* Short problem
Extract each line from the data below that contains the word "green". Uppercase and lowercase letters count as different.
________________________________________
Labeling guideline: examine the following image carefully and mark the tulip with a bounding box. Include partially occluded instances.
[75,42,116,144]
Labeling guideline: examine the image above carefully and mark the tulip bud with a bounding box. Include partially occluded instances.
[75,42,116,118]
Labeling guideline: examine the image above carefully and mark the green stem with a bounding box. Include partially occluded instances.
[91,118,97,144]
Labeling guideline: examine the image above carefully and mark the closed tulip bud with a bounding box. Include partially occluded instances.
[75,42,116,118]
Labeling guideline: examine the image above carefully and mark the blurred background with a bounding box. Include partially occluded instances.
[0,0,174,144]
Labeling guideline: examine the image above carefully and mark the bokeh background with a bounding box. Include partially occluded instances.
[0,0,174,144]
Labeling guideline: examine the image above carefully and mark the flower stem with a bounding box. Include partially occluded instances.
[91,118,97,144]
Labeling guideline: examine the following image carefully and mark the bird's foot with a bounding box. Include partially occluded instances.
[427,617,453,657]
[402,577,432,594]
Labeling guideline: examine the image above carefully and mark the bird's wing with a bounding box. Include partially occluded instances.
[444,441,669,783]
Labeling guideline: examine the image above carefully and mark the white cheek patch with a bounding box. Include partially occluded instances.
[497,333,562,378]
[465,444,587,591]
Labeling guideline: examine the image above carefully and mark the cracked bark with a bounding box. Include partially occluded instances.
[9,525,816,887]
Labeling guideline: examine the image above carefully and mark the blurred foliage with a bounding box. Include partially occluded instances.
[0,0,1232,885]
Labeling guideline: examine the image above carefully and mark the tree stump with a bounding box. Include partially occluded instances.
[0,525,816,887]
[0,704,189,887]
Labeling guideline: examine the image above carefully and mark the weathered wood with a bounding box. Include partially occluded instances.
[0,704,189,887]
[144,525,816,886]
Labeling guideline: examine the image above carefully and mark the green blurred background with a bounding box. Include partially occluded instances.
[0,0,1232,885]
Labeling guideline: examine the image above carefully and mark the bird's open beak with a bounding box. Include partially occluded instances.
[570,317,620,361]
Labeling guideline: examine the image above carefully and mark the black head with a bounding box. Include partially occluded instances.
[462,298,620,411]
________________________________________
* Exercise answer
Labeling guideline: examine the image above carefully and mark the green stem with a bounding box. Include partially occluded instances.
Labeling guideline: examine the image above carefully and mark the green blurred background with a bounding box. Include partially occluded instances.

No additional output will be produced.